(Aim of the exercise) Please answer from the Porsche 356 story: who painted the car in 2009?

(Extract)
Friday, February 24, 2012

The Tale Of The 1957 Porsche 356

This is from "guest writer", Thomas...

Some stories are easier to tell than others. As I face difficult situations, whether car related or not, I always think about the story I’ll have to tell when it’s over. This is one of those stories.

As most know I have been working on a ’57 356 Sunroof coupe for the last five years doing a total restoration. While I don’t do metal or paint work, I enjoy taking things apart and putting them back together. This one owner car is a match to my Speedster and have taken the time to really do it right as I intend to show the car when it’s done. A few missing parts delayed the schedule this year so the shows season went by without me but It was finally completed before the leaves began to turn.

Now that all the systems worked the final touch was to drive the car back over to the Bob Lundell who painted it back in 2009 for a final buffing. With a Porsche Club gathering coming up the following Sunday I made arrangements to take the Puddle Jumper to Hansen, MA on a Tuesday morning so that I could catch a commuter rail train into work and leave the car for a couple of days. The weather forecast checked out, no rain, and I made an appointment to stop by my dentist which was on the way to review some work he had done. I always like to do more that one task at a time, besides the car was running great and I was really beginning to enjoy it.

Early on that Tuesday morning I was buzzing down Rt 128 to Rt 3 south and having a great time. Lots of waves and thumbs up and it was the morning rush hour. And I knew that it was going to look even better after the final buffing.

[Items from a dataset]
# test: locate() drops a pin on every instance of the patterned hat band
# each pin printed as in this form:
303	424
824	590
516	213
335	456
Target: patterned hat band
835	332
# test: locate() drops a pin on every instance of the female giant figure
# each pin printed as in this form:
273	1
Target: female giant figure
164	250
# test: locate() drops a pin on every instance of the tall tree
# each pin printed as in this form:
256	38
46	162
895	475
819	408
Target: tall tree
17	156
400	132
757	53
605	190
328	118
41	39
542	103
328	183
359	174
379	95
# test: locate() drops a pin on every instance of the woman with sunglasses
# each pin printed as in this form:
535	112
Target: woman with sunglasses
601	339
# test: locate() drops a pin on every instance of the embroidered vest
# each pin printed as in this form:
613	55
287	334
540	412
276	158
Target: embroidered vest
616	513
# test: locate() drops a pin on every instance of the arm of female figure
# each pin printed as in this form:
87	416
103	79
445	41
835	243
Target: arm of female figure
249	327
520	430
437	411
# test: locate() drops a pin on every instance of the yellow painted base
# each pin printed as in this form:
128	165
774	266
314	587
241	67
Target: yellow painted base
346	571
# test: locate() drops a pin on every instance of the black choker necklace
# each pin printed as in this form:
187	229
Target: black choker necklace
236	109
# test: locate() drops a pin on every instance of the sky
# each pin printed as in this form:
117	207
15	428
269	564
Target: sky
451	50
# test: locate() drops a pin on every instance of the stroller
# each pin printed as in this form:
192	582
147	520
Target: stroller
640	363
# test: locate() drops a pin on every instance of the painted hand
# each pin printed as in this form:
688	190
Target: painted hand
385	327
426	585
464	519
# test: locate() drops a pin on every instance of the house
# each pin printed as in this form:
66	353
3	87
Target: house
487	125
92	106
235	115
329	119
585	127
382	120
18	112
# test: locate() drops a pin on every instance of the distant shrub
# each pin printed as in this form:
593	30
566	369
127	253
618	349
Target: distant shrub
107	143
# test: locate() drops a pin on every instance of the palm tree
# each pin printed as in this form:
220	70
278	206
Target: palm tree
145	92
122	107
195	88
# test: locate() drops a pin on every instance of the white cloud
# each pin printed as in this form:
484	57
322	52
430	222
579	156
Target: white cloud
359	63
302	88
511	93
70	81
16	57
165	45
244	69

(Completed exercise) Bob Lundell